▶ _Provided records_:
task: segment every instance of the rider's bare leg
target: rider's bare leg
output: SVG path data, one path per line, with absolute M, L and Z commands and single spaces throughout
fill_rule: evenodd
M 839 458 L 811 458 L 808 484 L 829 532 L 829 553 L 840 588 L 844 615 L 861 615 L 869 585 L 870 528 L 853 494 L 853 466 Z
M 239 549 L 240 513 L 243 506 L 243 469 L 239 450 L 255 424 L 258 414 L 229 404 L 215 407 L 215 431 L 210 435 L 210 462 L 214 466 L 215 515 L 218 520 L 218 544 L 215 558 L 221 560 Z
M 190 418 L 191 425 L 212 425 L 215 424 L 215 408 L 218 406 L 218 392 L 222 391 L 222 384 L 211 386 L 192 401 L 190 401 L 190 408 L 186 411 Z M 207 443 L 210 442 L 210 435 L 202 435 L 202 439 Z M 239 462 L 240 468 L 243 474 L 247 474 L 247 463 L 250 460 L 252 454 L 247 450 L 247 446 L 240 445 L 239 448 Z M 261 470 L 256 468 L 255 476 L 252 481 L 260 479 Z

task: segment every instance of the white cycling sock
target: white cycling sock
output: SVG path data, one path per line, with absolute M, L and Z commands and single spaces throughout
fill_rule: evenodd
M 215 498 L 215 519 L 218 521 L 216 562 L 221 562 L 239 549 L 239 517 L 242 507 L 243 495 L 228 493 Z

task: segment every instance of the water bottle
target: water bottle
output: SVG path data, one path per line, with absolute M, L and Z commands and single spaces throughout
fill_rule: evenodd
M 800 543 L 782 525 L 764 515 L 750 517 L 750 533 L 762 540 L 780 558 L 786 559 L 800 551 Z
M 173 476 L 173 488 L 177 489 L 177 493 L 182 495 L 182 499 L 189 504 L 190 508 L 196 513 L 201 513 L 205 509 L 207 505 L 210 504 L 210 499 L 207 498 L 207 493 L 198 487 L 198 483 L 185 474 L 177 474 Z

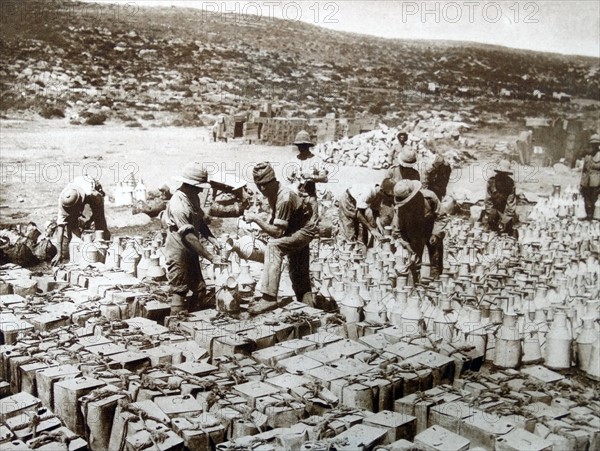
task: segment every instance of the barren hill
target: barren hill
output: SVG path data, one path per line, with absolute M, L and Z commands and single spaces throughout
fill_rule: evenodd
M 600 99 L 595 58 L 381 39 L 185 8 L 37 0 L 1 7 L 3 112 L 82 122 L 161 112 L 188 124 L 269 99 L 296 115 L 385 114 L 431 96 L 431 83 L 446 103 L 496 99 L 502 89 L 512 98 L 537 89 L 547 98 L 556 91 Z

▶ _Exercise description_:
Write out all of the records above again word for word, and leave the pictures out of your copy.

▶ _Exercise response_:
task: segment every instance of the rider's bare leg
target: rider's bare leg
output: SVG path data, one path per line, with absolute M, L and Z commands and single spaces throughout
fill_rule: evenodd
M 839 458 L 811 458 L 808 484 L 829 532 L 829 553 L 840 588 L 844 615 L 861 615 L 869 585 L 870 528 L 853 494 L 853 466 Z
M 239 549 L 240 513 L 243 506 L 243 469 L 239 450 L 255 424 L 258 414 L 229 404 L 215 407 L 215 431 L 210 435 L 210 462 L 214 466 L 215 515 L 218 520 L 218 544 L 215 558 L 221 560 Z
M 190 418 L 191 425 L 212 425 L 215 424 L 215 408 L 218 406 L 218 392 L 222 391 L 222 384 L 211 386 L 192 401 L 190 401 L 190 408 L 186 411 Z M 207 443 L 210 442 L 210 435 L 202 435 L 202 439 Z M 239 462 L 240 468 L 243 474 L 247 474 L 247 463 L 250 460 L 252 454 L 247 450 L 247 446 L 240 445 L 239 448 Z M 261 470 L 256 468 L 255 476 L 252 481 L 260 479 Z

task: segment every instance of the white cycling sock
target: white cycling sock
output: SVG path data, one path per line, with absolute M, L and Z commands and single spaces throughout
fill_rule: evenodd
M 215 498 L 215 519 L 218 521 L 216 562 L 221 562 L 239 549 L 239 517 L 242 507 L 243 495 L 228 493 Z

task: segment every instance of the water bottle
target: water bottle
output: SVG path data, one path per line, with absolute M, L and Z commands and single spaces throughout
fill_rule: evenodd
M 800 543 L 782 525 L 764 515 L 750 517 L 750 533 L 762 540 L 780 558 L 786 559 L 800 551 Z
M 173 476 L 173 488 L 177 489 L 177 493 L 182 495 L 182 499 L 189 504 L 190 508 L 196 513 L 201 513 L 205 509 L 207 505 L 210 504 L 210 499 L 207 498 L 207 493 L 198 487 L 198 483 L 185 474 L 177 474 Z

task: segment every instance of the barren hill
target: barren hill
output: SVG path data, one path per line, with absolute M, L and Z commands and single spaces throughout
fill_rule: evenodd
M 600 99 L 595 58 L 381 39 L 185 8 L 37 0 L 1 7 L 3 112 L 82 122 L 161 112 L 188 124 L 269 99 L 296 115 L 385 114 L 431 96 L 431 83 L 446 103 L 496 99 L 502 89 L 512 98 L 537 89 L 547 98 L 556 91 Z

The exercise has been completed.